◆ **REQUIRED ACTION 1**: In the article on legal AI accuracy, what accuracy rate did ChatGPT reach in the Vals AI study?
◆ **REQUIRED ACTION 2**: Rewrite the article on legal AI accuracy from the words "George Jojo Boateng" and stop after "from the report.", swapping "lawyers" for "attorneys".

George Jojo Boateng
CEO & Cofounder, Kwame AI Inc
May 15, 2026
The legal profession is undergoing a seismic shift as artificial intelligence (AI) tools become increasingly sophisticated. A recent benchmarking study by Vals AI — Vals Legal AI Report (VLAIR) - Legal Research — published in October 2025, has thrown the spotlight on this transformation, comparing the performance of Legal AI, ChatGPT, and human lawyers on 200 legal research questions based on U.S. law. The results? Legal AI led the pack with an accuracy rate of 77%, followed by ChatGPT at 74%, and lawyers at 69%. But as always, the devil is in the details. Here are some insights from the report.
Accuracy: Legal AI vs. ChatGPT
One of my most surprising findings was the similar accuracy rates between Legal AI and ChatGPT. I suspect it’s because U.S. legal content is widely available online and likely forms part of ChatGPT’s training data. However, based on internal evaluations with Eskwai, our legal AI for African jurisdictions, the gap between specialized Legal AI and generic AI models like ChatGPT is expected to widen for other jurisdictions—such as those in Africa, where legal materials are less accessible online. In regions with limited digital legal resources, Legal AI’s advantage in accuracy could be much more pronounced.

◆ **RECORD SET**:
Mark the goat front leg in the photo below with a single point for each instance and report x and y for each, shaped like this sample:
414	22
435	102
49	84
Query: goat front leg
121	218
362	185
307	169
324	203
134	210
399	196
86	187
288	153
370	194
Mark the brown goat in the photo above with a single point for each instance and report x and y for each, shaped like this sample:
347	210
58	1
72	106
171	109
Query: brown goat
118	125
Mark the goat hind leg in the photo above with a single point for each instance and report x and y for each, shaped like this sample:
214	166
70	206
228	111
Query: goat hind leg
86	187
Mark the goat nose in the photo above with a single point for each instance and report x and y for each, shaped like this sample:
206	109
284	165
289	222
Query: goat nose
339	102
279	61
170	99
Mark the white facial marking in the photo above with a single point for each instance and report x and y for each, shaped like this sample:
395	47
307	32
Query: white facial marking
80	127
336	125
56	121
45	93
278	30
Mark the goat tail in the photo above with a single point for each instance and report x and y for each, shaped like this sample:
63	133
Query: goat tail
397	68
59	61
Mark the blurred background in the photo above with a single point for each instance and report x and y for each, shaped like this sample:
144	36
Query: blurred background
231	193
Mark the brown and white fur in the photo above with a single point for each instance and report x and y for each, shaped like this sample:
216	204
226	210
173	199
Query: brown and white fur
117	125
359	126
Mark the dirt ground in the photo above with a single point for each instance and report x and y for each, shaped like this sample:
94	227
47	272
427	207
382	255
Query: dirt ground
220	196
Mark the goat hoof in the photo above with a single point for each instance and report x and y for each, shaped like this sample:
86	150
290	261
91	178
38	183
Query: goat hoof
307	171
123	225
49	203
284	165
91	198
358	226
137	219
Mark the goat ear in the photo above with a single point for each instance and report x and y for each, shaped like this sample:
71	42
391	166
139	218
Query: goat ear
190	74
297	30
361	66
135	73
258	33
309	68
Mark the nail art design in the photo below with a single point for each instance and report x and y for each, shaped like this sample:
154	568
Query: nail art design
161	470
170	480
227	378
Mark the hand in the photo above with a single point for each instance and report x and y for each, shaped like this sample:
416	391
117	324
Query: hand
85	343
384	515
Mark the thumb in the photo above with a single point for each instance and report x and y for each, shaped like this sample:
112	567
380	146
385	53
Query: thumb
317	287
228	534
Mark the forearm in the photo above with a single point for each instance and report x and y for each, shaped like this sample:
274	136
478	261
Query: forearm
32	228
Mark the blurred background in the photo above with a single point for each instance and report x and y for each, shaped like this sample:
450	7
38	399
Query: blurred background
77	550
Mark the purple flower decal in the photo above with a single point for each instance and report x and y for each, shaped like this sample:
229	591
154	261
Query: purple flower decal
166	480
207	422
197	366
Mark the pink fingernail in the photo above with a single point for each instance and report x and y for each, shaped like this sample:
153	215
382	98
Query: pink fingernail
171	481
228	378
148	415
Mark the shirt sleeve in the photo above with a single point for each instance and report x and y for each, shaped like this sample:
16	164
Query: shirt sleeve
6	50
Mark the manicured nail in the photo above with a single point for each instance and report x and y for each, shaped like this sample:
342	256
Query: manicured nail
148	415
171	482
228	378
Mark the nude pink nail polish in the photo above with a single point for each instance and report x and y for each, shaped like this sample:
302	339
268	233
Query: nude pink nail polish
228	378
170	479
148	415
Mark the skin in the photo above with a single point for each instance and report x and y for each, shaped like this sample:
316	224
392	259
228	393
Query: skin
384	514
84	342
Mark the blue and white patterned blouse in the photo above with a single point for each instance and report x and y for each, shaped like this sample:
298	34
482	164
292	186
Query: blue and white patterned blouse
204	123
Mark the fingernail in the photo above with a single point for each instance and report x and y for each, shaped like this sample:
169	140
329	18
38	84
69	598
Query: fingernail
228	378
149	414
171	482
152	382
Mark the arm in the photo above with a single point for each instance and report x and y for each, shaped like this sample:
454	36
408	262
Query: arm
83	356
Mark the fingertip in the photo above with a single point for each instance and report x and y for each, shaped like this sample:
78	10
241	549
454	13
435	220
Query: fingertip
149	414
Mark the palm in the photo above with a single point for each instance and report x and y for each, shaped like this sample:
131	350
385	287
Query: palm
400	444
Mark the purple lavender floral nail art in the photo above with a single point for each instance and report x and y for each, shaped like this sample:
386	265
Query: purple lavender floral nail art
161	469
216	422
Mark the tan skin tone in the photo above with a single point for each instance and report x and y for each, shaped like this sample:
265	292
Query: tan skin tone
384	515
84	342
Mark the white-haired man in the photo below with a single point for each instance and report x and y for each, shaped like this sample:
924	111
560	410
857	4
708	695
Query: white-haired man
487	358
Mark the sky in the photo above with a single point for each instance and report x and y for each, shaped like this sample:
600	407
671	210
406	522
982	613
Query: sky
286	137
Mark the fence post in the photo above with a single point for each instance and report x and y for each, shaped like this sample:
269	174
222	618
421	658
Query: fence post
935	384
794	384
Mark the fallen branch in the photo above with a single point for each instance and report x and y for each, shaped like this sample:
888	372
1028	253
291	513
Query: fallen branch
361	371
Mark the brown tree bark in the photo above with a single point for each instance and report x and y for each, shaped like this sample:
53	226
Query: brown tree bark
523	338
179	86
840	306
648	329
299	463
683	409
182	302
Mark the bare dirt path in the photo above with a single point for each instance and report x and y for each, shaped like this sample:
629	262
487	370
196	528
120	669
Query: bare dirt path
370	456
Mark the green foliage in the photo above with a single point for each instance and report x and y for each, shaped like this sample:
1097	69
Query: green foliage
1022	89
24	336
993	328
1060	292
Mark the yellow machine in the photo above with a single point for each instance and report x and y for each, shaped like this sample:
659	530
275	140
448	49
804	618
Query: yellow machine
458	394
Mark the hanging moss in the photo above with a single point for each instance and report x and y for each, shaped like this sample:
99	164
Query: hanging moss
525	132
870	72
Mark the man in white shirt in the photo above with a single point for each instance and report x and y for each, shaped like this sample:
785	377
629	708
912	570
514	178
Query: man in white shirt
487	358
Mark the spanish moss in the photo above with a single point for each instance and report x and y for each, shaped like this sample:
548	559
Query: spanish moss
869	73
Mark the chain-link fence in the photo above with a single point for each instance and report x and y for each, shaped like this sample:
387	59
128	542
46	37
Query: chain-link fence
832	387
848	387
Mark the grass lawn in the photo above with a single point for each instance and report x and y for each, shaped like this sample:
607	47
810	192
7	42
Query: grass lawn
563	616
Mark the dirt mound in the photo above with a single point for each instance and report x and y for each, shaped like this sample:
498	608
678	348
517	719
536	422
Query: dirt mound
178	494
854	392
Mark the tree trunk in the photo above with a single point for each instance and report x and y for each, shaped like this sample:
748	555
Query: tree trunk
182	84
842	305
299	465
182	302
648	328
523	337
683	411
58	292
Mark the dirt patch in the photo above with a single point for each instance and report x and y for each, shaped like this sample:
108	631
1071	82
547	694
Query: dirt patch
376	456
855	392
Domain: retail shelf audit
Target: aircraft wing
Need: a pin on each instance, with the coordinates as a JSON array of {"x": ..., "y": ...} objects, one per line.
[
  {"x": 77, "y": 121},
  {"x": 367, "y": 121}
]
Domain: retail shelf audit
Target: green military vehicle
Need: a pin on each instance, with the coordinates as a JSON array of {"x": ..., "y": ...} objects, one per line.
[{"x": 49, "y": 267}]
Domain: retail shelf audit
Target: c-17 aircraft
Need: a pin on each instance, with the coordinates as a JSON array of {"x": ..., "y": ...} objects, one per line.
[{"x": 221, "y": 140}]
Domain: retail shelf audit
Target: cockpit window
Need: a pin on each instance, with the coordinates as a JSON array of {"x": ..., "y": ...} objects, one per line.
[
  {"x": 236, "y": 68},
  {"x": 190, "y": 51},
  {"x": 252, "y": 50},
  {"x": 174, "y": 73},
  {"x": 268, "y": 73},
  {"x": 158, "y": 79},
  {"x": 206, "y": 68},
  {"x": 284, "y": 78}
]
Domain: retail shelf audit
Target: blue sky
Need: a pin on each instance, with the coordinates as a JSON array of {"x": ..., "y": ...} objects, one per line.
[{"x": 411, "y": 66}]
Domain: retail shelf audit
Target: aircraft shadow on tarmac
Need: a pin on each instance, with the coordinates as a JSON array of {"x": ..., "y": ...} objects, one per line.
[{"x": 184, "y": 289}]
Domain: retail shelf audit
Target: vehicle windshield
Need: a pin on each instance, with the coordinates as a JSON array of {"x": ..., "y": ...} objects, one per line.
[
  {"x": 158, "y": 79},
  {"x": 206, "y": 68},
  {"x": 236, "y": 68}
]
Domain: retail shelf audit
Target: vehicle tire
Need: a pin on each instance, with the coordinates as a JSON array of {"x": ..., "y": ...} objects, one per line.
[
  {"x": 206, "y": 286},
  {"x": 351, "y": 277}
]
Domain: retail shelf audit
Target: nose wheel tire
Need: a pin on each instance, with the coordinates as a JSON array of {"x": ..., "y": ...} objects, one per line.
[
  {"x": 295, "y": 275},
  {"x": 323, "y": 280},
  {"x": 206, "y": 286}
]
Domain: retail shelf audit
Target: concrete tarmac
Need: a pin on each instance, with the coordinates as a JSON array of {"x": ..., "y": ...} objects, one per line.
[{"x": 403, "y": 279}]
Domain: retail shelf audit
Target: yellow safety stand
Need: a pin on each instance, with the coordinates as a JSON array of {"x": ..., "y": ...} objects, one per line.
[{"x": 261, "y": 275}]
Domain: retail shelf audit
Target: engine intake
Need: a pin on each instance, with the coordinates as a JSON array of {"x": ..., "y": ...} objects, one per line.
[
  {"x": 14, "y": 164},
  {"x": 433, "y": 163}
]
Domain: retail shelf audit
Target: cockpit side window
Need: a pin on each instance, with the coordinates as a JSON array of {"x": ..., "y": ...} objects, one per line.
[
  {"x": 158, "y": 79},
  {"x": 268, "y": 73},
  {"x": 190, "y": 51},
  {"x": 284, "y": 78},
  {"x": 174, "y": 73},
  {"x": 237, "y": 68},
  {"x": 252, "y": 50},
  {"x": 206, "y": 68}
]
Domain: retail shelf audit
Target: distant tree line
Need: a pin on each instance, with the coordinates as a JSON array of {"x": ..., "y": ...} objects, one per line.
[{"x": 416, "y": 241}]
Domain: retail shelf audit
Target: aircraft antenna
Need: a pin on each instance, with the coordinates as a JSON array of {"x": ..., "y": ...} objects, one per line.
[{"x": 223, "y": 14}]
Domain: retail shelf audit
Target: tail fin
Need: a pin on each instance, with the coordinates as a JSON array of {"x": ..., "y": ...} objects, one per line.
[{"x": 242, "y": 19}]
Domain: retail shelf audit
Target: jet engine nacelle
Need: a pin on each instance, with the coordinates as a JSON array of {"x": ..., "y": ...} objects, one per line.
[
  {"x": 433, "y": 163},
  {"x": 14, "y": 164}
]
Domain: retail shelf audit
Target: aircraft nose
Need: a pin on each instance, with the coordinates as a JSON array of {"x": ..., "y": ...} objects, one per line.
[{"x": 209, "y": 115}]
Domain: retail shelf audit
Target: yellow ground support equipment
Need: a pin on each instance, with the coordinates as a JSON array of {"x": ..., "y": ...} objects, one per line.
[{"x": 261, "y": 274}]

◆ **ANSWER AREA 1**: 74%

◆ **ANSWER AREA 2**:
George Jojo Boateng
CEO & Cofounder, Kwame AI Inc
May 15, 2026
The legal profession is undergoing a seismic shift as artificial intelligence (AI) tools become increasingly sophisticated. A recent benchmarking study by Vals AI — Vals Legal AI Report (VLAIR) - Legal Research — published in October 2025, has thrown the spotlight on this transformation, comparing the performance of Legal AI, ChatGPT, and human attorneys on 200 legal research questions based on U.S. law. The results? Legal AI led the pack with an accuracy rate of 77%, followed by ChatGPT at 74%, and attorneys at 69%. But as always, the devil is in the details. Here are some insights from the report.